**Task to carry out**
Set down each record that follows exactly. Drop the images.

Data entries
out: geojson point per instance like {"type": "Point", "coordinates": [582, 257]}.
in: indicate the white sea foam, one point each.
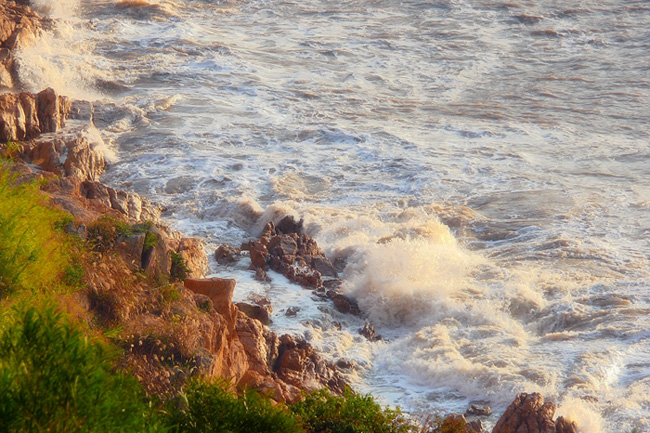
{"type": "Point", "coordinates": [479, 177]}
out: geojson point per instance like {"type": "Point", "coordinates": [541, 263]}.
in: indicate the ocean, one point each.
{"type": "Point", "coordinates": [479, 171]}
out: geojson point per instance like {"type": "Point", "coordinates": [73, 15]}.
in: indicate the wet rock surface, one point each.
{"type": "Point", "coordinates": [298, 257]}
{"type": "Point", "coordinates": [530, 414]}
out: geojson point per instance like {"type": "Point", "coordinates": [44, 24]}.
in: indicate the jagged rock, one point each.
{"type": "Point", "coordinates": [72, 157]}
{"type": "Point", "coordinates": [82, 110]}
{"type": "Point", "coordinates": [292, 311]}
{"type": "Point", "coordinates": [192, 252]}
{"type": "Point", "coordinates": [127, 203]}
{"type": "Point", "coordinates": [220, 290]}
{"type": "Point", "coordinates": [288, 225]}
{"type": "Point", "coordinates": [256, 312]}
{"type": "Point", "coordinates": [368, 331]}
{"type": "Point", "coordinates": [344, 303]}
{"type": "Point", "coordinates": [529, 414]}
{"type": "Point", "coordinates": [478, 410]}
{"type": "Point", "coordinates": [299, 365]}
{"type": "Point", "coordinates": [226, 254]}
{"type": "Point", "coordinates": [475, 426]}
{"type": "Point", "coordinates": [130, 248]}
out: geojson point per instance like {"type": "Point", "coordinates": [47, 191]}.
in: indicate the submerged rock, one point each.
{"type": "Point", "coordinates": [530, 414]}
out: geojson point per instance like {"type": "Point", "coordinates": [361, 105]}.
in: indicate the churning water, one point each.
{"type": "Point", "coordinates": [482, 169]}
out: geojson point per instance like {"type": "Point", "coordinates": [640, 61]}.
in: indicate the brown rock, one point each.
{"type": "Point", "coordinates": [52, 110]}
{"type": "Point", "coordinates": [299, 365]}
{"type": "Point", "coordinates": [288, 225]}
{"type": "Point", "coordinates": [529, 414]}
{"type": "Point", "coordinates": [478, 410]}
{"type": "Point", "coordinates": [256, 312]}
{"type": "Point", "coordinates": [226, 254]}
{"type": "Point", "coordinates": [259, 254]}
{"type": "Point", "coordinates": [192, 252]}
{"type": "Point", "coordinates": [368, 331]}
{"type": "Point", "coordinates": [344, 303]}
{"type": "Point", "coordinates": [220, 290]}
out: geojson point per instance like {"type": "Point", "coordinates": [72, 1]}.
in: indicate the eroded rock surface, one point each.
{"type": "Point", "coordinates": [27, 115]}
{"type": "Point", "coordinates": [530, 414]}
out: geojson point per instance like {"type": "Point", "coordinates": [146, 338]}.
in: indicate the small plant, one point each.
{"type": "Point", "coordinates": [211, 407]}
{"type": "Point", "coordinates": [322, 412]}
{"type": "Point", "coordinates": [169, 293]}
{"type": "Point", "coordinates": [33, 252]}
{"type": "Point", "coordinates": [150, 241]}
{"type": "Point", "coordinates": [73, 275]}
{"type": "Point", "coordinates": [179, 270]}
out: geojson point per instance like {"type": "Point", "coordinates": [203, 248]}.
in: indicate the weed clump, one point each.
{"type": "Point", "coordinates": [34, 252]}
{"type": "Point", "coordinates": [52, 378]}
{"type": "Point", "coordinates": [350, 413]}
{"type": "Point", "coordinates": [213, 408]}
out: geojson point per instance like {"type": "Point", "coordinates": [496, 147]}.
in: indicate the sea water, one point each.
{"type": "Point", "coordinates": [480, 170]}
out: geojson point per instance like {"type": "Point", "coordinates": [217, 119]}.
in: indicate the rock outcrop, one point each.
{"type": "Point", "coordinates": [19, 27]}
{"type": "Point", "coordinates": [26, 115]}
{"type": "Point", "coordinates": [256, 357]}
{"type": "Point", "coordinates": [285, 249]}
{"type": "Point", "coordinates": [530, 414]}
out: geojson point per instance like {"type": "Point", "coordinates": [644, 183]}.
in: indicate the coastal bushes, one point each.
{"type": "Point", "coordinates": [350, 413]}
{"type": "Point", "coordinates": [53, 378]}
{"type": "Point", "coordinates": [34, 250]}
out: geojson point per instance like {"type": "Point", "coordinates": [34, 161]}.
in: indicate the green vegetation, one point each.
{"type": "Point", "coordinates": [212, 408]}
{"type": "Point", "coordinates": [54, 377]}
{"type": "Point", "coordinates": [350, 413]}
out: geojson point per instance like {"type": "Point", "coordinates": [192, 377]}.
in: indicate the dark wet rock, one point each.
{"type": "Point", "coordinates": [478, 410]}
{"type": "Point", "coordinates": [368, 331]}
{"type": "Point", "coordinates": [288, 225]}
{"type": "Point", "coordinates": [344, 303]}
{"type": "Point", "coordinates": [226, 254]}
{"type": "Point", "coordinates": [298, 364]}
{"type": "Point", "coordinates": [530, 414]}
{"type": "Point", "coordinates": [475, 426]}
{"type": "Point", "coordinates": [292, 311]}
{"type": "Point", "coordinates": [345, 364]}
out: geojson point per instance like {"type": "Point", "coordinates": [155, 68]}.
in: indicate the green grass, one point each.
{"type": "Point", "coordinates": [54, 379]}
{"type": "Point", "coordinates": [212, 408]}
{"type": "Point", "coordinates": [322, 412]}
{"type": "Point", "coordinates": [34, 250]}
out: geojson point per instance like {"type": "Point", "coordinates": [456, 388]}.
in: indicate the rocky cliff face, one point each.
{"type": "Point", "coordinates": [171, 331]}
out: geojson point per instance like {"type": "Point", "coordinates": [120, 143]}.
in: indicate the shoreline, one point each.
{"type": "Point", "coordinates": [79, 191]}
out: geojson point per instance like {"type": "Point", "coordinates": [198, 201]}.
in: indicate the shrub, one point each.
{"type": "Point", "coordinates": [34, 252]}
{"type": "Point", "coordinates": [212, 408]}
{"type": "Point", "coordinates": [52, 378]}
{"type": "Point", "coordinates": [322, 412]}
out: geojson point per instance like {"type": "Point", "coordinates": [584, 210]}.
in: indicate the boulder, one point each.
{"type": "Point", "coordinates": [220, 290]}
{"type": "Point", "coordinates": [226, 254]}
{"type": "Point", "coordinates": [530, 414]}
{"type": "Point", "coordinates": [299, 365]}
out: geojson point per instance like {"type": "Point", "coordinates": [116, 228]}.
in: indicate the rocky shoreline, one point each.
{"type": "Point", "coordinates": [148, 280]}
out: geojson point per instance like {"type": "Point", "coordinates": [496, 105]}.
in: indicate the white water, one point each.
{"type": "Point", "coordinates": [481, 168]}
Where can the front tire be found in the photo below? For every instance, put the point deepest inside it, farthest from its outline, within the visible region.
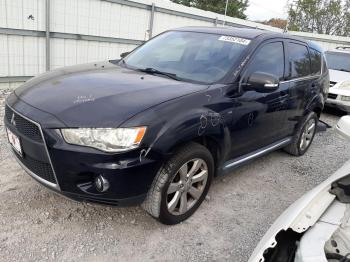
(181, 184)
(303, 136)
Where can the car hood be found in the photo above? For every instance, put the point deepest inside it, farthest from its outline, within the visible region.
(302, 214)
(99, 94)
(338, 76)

**Exercise response**
out: geojson point per instance like {"type": "Point", "coordinates": [582, 257]}.
in: indicate the white sea foam, one point each.
{"type": "Point", "coordinates": [479, 177]}
out: geojson point per instance like {"type": "Point", "coordinates": [541, 263]}.
in: indicate the ocean, one point each.
{"type": "Point", "coordinates": [479, 171]}
out: geojson point per instance like {"type": "Point", "coordinates": [73, 15]}.
in: indicate the wet rock surface, one point each.
{"type": "Point", "coordinates": [298, 257]}
{"type": "Point", "coordinates": [530, 414]}
out: geojson point per instance like {"type": "Point", "coordinates": [44, 24]}.
in: indicate the jagged rock, one point each.
{"type": "Point", "coordinates": [72, 157]}
{"type": "Point", "coordinates": [82, 110]}
{"type": "Point", "coordinates": [292, 311]}
{"type": "Point", "coordinates": [192, 252]}
{"type": "Point", "coordinates": [127, 203]}
{"type": "Point", "coordinates": [220, 290]}
{"type": "Point", "coordinates": [288, 225]}
{"type": "Point", "coordinates": [256, 312]}
{"type": "Point", "coordinates": [368, 331]}
{"type": "Point", "coordinates": [344, 303]}
{"type": "Point", "coordinates": [529, 414]}
{"type": "Point", "coordinates": [478, 410]}
{"type": "Point", "coordinates": [299, 365]}
{"type": "Point", "coordinates": [226, 254]}
{"type": "Point", "coordinates": [475, 426]}
{"type": "Point", "coordinates": [130, 248]}
out: geojson point per instance like {"type": "Point", "coordinates": [47, 191]}.
in: indicate the submerged rock, one point each.
{"type": "Point", "coordinates": [530, 414]}
out: geojson point per instance like {"type": "Point", "coordinates": [361, 105]}.
in: indicate the churning water, one point each.
{"type": "Point", "coordinates": [482, 169]}
out: geojson point per instance like {"type": "Point", "coordinates": [640, 61]}.
in: indicate the brown rock, one point each.
{"type": "Point", "coordinates": [52, 110]}
{"type": "Point", "coordinates": [299, 365]}
{"type": "Point", "coordinates": [288, 225]}
{"type": "Point", "coordinates": [529, 414]}
{"type": "Point", "coordinates": [478, 410]}
{"type": "Point", "coordinates": [256, 312]}
{"type": "Point", "coordinates": [226, 254]}
{"type": "Point", "coordinates": [259, 254]}
{"type": "Point", "coordinates": [192, 252]}
{"type": "Point", "coordinates": [368, 331]}
{"type": "Point", "coordinates": [344, 303]}
{"type": "Point", "coordinates": [220, 290]}
out: geojson point per instance like {"type": "Point", "coordinates": [72, 1]}.
in: indicate the eroded rock surface, one point each.
{"type": "Point", "coordinates": [27, 115]}
{"type": "Point", "coordinates": [530, 414]}
out: geojson point per instance like {"type": "Point", "coordinates": [146, 338]}.
in: indicate the small plant, one point each.
{"type": "Point", "coordinates": [211, 407]}
{"type": "Point", "coordinates": [322, 412]}
{"type": "Point", "coordinates": [169, 293]}
{"type": "Point", "coordinates": [33, 252]}
{"type": "Point", "coordinates": [150, 241]}
{"type": "Point", "coordinates": [73, 275]}
{"type": "Point", "coordinates": [179, 270]}
out: geojson point per instance like {"type": "Point", "coordinates": [203, 248]}.
in: indicate the weed clump, one point each.
{"type": "Point", "coordinates": [34, 252]}
{"type": "Point", "coordinates": [52, 378]}
{"type": "Point", "coordinates": [350, 413]}
{"type": "Point", "coordinates": [213, 408]}
out: geojson point per instance like {"type": "Point", "coordinates": [496, 147]}.
in: indicate the sea water, one point each.
{"type": "Point", "coordinates": [480, 170]}
out: geojson point per instance like {"type": "Point", "coordinates": [217, 119]}.
in: indicate the rock outcrop, one point each.
{"type": "Point", "coordinates": [19, 27]}
{"type": "Point", "coordinates": [26, 115]}
{"type": "Point", "coordinates": [256, 357]}
{"type": "Point", "coordinates": [285, 249]}
{"type": "Point", "coordinates": [530, 414]}
out: geojson point per instance like {"type": "Point", "coordinates": [644, 183]}.
in: indicate the coastal bushes, one point each.
{"type": "Point", "coordinates": [350, 413]}
{"type": "Point", "coordinates": [53, 378]}
{"type": "Point", "coordinates": [34, 250]}
out: geojson point per instance like {"type": "Point", "coordinates": [34, 161]}.
in: indicate the green vegetation, one point each.
{"type": "Point", "coordinates": [212, 408]}
{"type": "Point", "coordinates": [54, 377]}
{"type": "Point", "coordinates": [350, 413]}
out: geojson point per instance like {"type": "Point", "coordinates": [192, 377]}.
in: indicate the dark wet rock, one point each.
{"type": "Point", "coordinates": [478, 410]}
{"type": "Point", "coordinates": [368, 331]}
{"type": "Point", "coordinates": [288, 225]}
{"type": "Point", "coordinates": [344, 303]}
{"type": "Point", "coordinates": [226, 254]}
{"type": "Point", "coordinates": [298, 364]}
{"type": "Point", "coordinates": [530, 414]}
{"type": "Point", "coordinates": [475, 426]}
{"type": "Point", "coordinates": [292, 311]}
{"type": "Point", "coordinates": [345, 364]}
out: geojson point per instance like {"type": "Point", "coordinates": [155, 68]}.
in: indicate the green grass, one point each.
{"type": "Point", "coordinates": [54, 379]}
{"type": "Point", "coordinates": [212, 408]}
{"type": "Point", "coordinates": [322, 412]}
{"type": "Point", "coordinates": [34, 250]}
out: geojson point per instance like {"type": "Point", "coordinates": [456, 388]}.
in: indicate the rocky cliff face, one point each.
{"type": "Point", "coordinates": [171, 331]}
out: geojson point per instance like {"type": "Point", "coordinates": [120, 143]}.
in: indicate the shoreline, one point each.
{"type": "Point", "coordinates": [79, 191]}
out: geojson point per instance like {"type": "Point", "coordinates": [198, 201]}.
in: indicate the shrub, one point each.
{"type": "Point", "coordinates": [34, 252]}
{"type": "Point", "coordinates": [212, 408]}
{"type": "Point", "coordinates": [52, 378]}
{"type": "Point", "coordinates": [322, 412]}
out: geojson point per instance like {"type": "Point", "coordinates": [584, 210]}.
in: indicate the boulder, one point each.
{"type": "Point", "coordinates": [220, 290]}
{"type": "Point", "coordinates": [226, 254]}
{"type": "Point", "coordinates": [530, 414]}
{"type": "Point", "coordinates": [299, 365]}
out: geojson point per instance like {"type": "Point", "coordinates": [116, 228]}.
in: indicate the rocky shoreline, one point each.
{"type": "Point", "coordinates": [148, 280]}
out: geojson point per instance like {"type": "Point", "coordinates": [496, 105]}.
in: indicate the white water, one point each.
{"type": "Point", "coordinates": [481, 168]}
Where can the front tire be found in the photo below? For every instance, put the point deepest inside it, farthest from its outline, within the visible region.
(181, 184)
(303, 136)
Where can the car hood be found in the photo above? For every instance, put the point deepest inside it, farthest from its outline, within the visible region.
(302, 214)
(99, 94)
(338, 76)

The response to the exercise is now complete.